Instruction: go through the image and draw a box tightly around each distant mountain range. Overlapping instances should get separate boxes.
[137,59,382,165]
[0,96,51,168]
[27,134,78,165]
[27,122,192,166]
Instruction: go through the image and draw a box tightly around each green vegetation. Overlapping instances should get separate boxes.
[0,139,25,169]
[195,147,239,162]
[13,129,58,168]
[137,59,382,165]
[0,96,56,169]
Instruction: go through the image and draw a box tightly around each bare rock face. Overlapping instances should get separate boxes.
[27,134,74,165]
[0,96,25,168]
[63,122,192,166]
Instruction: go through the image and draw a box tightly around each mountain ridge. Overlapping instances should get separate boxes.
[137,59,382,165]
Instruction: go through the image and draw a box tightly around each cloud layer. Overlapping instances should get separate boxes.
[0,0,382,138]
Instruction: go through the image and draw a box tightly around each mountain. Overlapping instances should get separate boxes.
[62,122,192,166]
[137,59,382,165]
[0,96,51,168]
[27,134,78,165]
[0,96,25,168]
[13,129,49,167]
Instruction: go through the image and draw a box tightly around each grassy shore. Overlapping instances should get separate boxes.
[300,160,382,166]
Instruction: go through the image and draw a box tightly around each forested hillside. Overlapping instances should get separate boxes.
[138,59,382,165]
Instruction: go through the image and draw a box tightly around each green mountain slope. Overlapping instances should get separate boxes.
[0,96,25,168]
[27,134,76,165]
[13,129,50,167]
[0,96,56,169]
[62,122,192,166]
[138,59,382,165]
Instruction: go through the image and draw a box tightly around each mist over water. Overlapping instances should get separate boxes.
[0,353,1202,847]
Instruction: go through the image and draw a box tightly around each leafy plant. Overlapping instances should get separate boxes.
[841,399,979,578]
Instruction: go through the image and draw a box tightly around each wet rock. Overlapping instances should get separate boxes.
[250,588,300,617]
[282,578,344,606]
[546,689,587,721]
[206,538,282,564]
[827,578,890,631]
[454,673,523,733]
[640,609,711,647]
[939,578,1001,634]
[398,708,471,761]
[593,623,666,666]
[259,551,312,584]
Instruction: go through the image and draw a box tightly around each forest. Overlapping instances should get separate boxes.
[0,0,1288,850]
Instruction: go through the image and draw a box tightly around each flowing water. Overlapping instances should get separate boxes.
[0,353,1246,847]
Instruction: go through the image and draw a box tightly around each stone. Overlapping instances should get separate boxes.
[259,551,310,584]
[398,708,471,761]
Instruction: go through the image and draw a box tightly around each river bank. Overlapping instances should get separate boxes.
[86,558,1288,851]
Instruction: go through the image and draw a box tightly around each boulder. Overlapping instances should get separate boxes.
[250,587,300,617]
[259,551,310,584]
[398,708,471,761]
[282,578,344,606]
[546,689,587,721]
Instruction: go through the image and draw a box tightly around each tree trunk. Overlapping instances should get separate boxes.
====
Aim of the exercise
Copy the part of the data that opens with the line containing "vegetation. Overlapping instances should get separate boxes." and closes with the line containing "[841,399,979,578]", both ends included, keeping the instructions as they are but multiplying every box coordinate in the answers by 0.55 and rounding to whole numbers, halves up. Return only those lines.

Result
Instruction: go through the image and draw a box tightly around each green vegetation. Overlapping instances should get separate boxes.
[0,76,14,93]
[107,81,131,89]
[7,71,32,92]
[75,32,210,91]
[0,53,31,93]
Instruction: go through the image and draw a box tightly around each bare rock face. Overlapping instances should get separate boxes.
[15,74,41,91]
[0,53,14,92]
[35,67,106,91]
Instruction: go through the image and draw a box tightly around each mountain ridge. Overlapping instances should get separate boxes.
[75,32,210,91]
Instruction: go through the image and draw a box tightly around each cloud layer. Overlapping instances should get separate boxes.
[0,0,210,76]
Instruction: go through the image and draw a box tightly around each mountain. Overlapping instances should get separate boxes.
[34,67,106,91]
[75,32,210,91]
[0,53,28,92]
[15,74,43,91]
[0,53,14,92]
[7,71,27,92]
Instruction: go through the image and draw a box tightly around each grassy shore. Overlapping instances should get separate boxes.
[165,88,210,91]
Instruction: go through the image and draw a box tightly around each forested hillside. Overlapping instances should get separate boxes.
[76,32,210,91]
Instruction: go through the image and draw a box tightly around each green mountain slope. Overlapping instances should get separate boxes.
[0,53,14,92]
[15,74,42,91]
[7,71,28,92]
[0,53,31,93]
[34,67,106,91]
[76,32,210,91]
Instruction: go through the image and draw a box tightly around each mist over water. Overlapping instances should get separate boxes.
[0,194,661,466]
Instruction: go through the image and draw a box tightly around each leafy plant. Overlapping instances should get separate boxes.
[463,219,538,318]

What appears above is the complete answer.